** BEGIN Source document **

# Smart collection rule for Photos not in any existing collections



## Don't Missitt (Mar 23, 2018)

Hi - Newbie to the Forum here. 

I just attended my first Photography show here in the UK including attending some live sessions in the Adobe Theatre - talking to others there I was directed to the website of the Lightroom Queen.  Wow !  What a great resource this is .  

Have been using LR )very basically) on iMac desktop for a while - now I have more time (retired in December  .. . I am trying to learn more and get better organised - Latest effort is to sync with LR CC for use on my iPad when I am travelling for basic workflow activity before I edit on my iMac back home. 

I have created a lot of collections over time but not all of my 36,000 photos have been processed yet and wanted to find those that I have not yet reviewed. 

I saw a number of threads on how to create a Smart Collection of those images not already in a collection by setting the Rules Criteria e.g. a response from Lee01l

*There may be other methods that work, but the one that I use is a Smart Collection with at least this criteria:
{Collection}{doesn't contain}{a e i o u} *

What I am not sure of is how to create such a rule - I have a number of pre-set drop down criteria (see pic) so wondered how I create the above in LR Classic CC 7.2 ?

** END Source document **
** BEGIN Given records **

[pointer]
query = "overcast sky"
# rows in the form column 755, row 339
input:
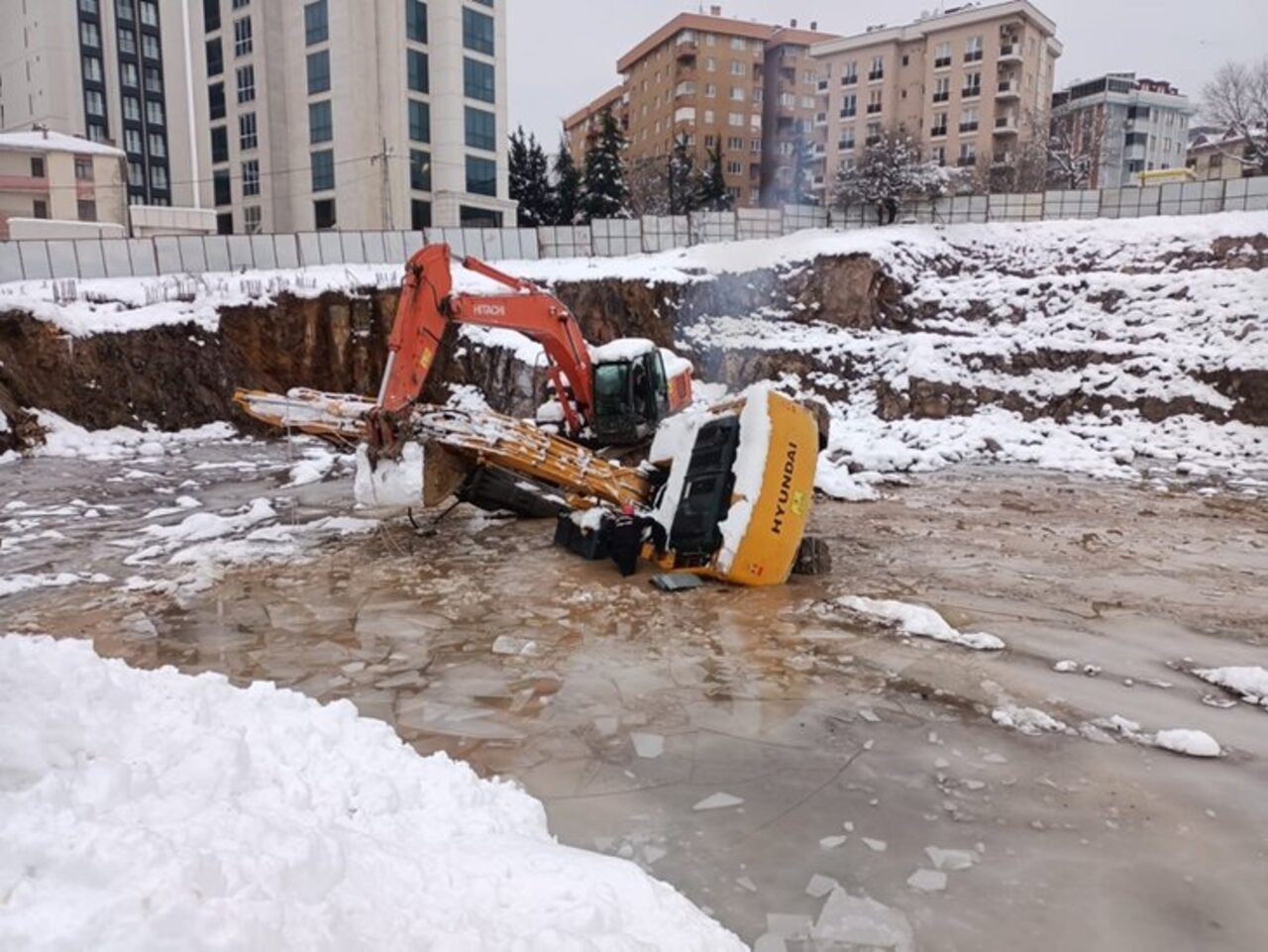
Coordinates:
column 563, row 53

** END Given records **

- Job 1 -
Reproduce the records above line for line, without the pictures.
- Job 2 -
Carry on the forum thread about a smart collection rule in Lightroom from the point where it stops.

- Final answer 1 -
[pointer]
query = "overcast sky"
# rows in the form column 755, row 339
input:
Coordinates:
column 563, row 53

- Final answer 2 -
Thought I would be able to figure this out but nope,  so reaching out for any guidance please.


----------



## Jim Wilde (Mar 23, 2018)

You need to click on the two arrowheads to the left of "Ratings", which will reveal all the various items that you can select for the Smart Collection. The one you want is Source>Collection, then select "Doesn't Contain" in the middle box, then enter "a e i o u" in the last box.

Like this:


----------



## Don't Missitt (Mar 23, 2018)

Jim Wilde said:


> You need to click on the two arrowheads to the left of "Ratings", which will reveal all the various items that you can select for the Smart Collection. The one you want is Source>Collection, then select "Doesn't Contain" in the middle box, then enter "a e i o u" in the last box.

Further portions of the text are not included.